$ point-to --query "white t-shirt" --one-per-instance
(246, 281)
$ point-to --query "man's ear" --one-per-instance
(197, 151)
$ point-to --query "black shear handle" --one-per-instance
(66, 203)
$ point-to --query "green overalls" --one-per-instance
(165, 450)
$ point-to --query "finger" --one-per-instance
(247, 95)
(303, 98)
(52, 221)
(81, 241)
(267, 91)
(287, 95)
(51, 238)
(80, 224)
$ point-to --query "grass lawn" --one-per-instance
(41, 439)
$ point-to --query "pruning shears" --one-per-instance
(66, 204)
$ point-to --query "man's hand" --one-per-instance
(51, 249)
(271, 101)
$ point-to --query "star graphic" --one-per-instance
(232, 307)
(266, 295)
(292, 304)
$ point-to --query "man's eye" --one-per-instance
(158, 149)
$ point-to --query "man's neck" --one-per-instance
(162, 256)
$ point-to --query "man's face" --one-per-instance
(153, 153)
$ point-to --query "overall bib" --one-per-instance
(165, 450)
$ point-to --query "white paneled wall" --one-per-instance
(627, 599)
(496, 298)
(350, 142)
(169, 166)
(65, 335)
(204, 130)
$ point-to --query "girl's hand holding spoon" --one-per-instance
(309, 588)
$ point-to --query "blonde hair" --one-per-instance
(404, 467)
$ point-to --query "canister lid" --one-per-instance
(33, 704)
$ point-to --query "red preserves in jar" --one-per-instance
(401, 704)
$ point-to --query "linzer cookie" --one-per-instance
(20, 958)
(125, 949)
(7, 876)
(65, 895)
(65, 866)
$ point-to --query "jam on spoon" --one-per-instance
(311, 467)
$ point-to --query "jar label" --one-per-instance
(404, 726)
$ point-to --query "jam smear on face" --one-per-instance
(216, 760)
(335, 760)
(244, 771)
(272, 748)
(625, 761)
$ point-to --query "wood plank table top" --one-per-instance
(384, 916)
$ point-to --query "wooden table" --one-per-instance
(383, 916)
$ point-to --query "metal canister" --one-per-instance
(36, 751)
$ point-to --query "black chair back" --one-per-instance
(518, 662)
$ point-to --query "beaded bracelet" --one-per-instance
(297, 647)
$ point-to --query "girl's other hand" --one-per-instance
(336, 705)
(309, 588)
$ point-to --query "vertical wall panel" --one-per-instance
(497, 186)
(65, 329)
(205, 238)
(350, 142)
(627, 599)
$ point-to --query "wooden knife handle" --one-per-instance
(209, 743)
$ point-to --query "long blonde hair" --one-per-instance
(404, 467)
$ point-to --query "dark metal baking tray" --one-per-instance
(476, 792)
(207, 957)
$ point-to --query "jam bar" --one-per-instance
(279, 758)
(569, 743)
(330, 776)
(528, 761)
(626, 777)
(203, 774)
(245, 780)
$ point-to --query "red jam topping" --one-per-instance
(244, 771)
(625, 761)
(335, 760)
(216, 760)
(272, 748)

* ASSIGNMENT:
The answer is the full set of records, printed exactly as given.

* TASK RESULT:
$ point-to --query "white t-shirt" --one-per-instance
(246, 281)
$ point-to --query "man's ear" --one-per-instance
(197, 151)
$ point-to --query "black shear handle" --one-per-instance
(66, 203)
$ point-to --query "green overalls" --one-per-instance
(165, 450)
$ point-to --query "finger" --one-per-instance
(247, 95)
(303, 98)
(52, 221)
(81, 241)
(267, 91)
(287, 95)
(51, 238)
(80, 224)
$ point-to --query "grass lawn" --one-per-instance
(41, 439)
$ point-to --query "pruning shears" --one-per-instance
(66, 204)
$ point-to --query "man's hand" --one-per-instance
(51, 249)
(271, 101)
$ point-to --query "star graphic" --one-per-instance
(232, 307)
(266, 295)
(292, 304)
$ point-to --query "man's eye" --one-per-instance
(158, 149)
$ point-to --query "man's neck" --one-per-instance
(162, 256)
$ point-to --query "man's face" --one-per-instance
(153, 153)
$ point-to --query "overall bib" --one-per-instance
(165, 450)
$ point-to --query "white paneled wall" --one-per-instance
(627, 599)
(496, 298)
(350, 142)
(169, 166)
(65, 335)
(204, 130)
$ point-to --query "girl's hand holding spoon" --one-per-instance
(309, 588)
$ point-to --query "blonde hair" --one-per-instance
(404, 467)
$ point-to --query "canister lid" --one-per-instance
(33, 704)
$ point-to --query "red preserves in jar" --one-per-instance
(401, 704)
$ point-to --query "linzer cookie" --one-per-instance
(20, 958)
(125, 949)
(7, 876)
(65, 895)
(65, 866)
$ point-to --query "jam on spoon" --one-per-instance
(311, 467)
$ point-to --query "jar label" --one-per-instance
(404, 726)
$ point-to --query "jam smear on face" --one-per-instance
(216, 760)
(335, 760)
(244, 771)
(272, 748)
(625, 761)
$ point-to --query "wood plank table top" --one-per-instance
(384, 916)
$ point-to --query "wooden table" --one-per-instance
(383, 916)
$ point-to --query "metal canister" --one-per-instance
(36, 751)
$ point-to --query "black chair back" --one-per-instance
(518, 662)
$ point-to --query "beaded bracelet" --one-per-instance
(297, 647)
$ point-to --query "girl's other hand" --one-per-instance
(336, 705)
(309, 588)
$ point-to --query "vertical wall panel" --one-per-instance
(497, 186)
(65, 329)
(205, 238)
(350, 142)
(627, 599)
$ point-to --query "wooden knife handle" --one-per-instance
(209, 743)
$ point-to --query "long blonde hair" --one-per-instance
(404, 467)
$ point-to --query "dark metal baking tray" --one-per-instance
(476, 792)
(207, 957)
$ point-to --query "jam bar" --one-per-instance
(279, 758)
(569, 743)
(330, 776)
(528, 761)
(626, 777)
(203, 774)
(245, 780)
$ point-to --query "red jam topping" --one-per-instance
(244, 771)
(625, 761)
(335, 760)
(216, 760)
(272, 748)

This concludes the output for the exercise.